* **Aim**:
Extract each record and reproduce it exactly.

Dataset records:
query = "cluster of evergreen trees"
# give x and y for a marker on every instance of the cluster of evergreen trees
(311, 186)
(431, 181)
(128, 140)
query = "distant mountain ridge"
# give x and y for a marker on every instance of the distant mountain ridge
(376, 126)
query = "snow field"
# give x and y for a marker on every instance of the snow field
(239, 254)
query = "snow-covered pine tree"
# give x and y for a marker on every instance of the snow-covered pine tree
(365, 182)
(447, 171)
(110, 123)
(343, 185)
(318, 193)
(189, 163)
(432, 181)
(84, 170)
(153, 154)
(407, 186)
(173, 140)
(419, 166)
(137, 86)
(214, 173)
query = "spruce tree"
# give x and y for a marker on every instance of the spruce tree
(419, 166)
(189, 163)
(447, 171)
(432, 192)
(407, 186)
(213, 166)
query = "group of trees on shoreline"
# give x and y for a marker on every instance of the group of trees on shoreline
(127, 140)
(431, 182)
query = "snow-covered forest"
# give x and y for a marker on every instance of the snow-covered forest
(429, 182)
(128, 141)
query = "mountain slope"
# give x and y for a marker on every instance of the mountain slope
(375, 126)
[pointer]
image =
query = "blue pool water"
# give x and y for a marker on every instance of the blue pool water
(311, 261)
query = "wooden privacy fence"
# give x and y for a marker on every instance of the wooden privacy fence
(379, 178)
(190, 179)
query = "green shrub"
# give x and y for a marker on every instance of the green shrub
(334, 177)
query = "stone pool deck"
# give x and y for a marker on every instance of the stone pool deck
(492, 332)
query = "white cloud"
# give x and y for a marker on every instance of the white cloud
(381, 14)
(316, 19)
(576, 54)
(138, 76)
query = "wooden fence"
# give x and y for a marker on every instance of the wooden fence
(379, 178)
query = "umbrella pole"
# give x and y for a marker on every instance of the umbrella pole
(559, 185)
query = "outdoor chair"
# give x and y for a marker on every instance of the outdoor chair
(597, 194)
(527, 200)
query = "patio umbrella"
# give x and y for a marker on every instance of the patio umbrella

* **The answer**:
query = "cluster of evergreen trees"
# give x and y for a marker on every instance of the cluster of evergreen trees
(311, 186)
(431, 181)
(128, 140)
query = "distant mountain ridge"
# give x and y for a marker on every instance of the distant mountain ridge
(376, 126)
query = "snow field"
# give x and y for a marker on every instance of the snow field
(239, 254)
query = "snow-covered pine tree"
# give x and y for a marker on every instance of the snow-covered pine tree
(365, 182)
(447, 171)
(110, 123)
(343, 185)
(318, 193)
(189, 163)
(432, 181)
(84, 170)
(153, 154)
(407, 186)
(173, 140)
(419, 166)
(137, 86)
(214, 173)
query = "spruce tree"
# give x and y for a marker on every instance of the spruce tree
(419, 166)
(189, 163)
(447, 171)
(432, 192)
(407, 186)
(213, 166)
query = "group of trees on shoreline"
# give x and y for a marker on every instance of the group of trees on shoreline
(127, 140)
(431, 182)
query = "snow-covered forest"
# give x and y for a marker on every instance of the snow-covered forest
(429, 182)
(128, 141)
query = "mountain slope"
# give x and y for a marker on every instance of the mountain slope
(375, 126)
[pointer]
image =
query = "blue pool water"
# give x and y for a marker on every instance of the blue pool water
(311, 261)
query = "wooden privacy fence"
# give x and y for a marker on every instance of the wooden privacy fence
(379, 178)
(190, 179)
query = "green shrub"
# give x and y for a marker on every instance of the green shrub
(334, 177)
query = "stone pool deck"
# give x and y for a marker on every instance of the stone pool deck
(492, 332)
query = "white cloud"
# give x and y for a marker on every instance of the white cloud
(381, 14)
(316, 19)
(576, 54)
(138, 76)
query = "wooden fence"
# give x and y for a marker on every instance of the wooden fence
(379, 178)
query = "umbrella pole"
# give x and y for a marker on every instance of the umbrella pole
(559, 185)
query = "outdoor chair"
# give x and y for a marker on every instance of the outdoor chair
(597, 194)
(527, 200)
query = "patio umbrella"
# give x and y for a marker on every instance of the patio umbrella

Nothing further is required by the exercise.